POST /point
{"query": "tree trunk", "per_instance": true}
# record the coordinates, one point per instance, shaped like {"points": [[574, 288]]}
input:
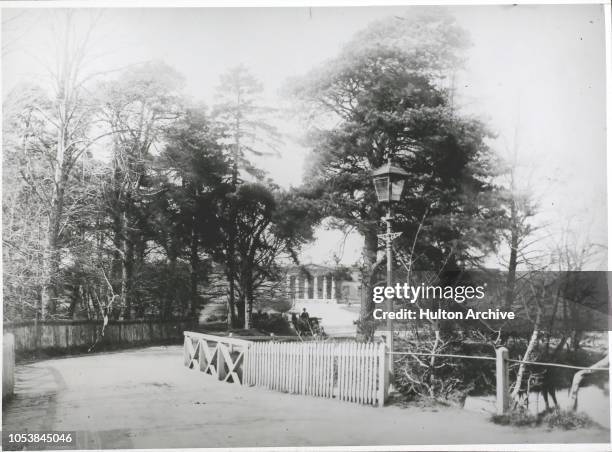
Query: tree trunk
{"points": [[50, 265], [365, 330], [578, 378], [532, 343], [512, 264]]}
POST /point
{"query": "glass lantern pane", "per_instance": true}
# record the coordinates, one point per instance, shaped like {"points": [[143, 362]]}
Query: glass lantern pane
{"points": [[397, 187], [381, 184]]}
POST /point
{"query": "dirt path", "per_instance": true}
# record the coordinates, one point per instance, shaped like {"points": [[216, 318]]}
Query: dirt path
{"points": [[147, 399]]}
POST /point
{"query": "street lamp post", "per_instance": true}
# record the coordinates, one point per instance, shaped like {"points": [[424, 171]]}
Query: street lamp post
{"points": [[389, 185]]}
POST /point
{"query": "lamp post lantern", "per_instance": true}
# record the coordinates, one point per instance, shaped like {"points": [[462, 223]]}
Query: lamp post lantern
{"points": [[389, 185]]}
= = = = =
**Exercise:** Copy out every line above verbatim, leaving out the picture.

**Solution:**
POST /point
{"query": "tree trunk", "per_instance": true}
# record the coordinates, one point per instance, shaped like {"points": [[574, 288]]}
input:
Query: tree trunk
{"points": [[50, 265], [365, 330], [578, 378], [532, 343], [512, 264]]}
POST /point
{"query": "glass lantern pane", "per_instance": true}
# record the coordinates, one point per instance, shaped like {"points": [[143, 362]]}
Query: glass lantern pane
{"points": [[397, 187], [381, 184]]}
POST /point
{"query": "dirt path", "per_instance": true}
# record the coordinates, one point per instance, shaped like {"points": [[216, 318]]}
Query: dirt path
{"points": [[147, 399]]}
POST /point
{"query": "street lamp post", "per_instance": true}
# record the coordinates, one point per instance, shaped like {"points": [[424, 171]]}
Query: street lamp post
{"points": [[389, 185]]}
POST /point
{"query": "lamp post lantern", "per_instance": true}
# record the coordinates, one point per instance, shaped like {"points": [[462, 223]]}
Query: lamp post lantern
{"points": [[389, 185]]}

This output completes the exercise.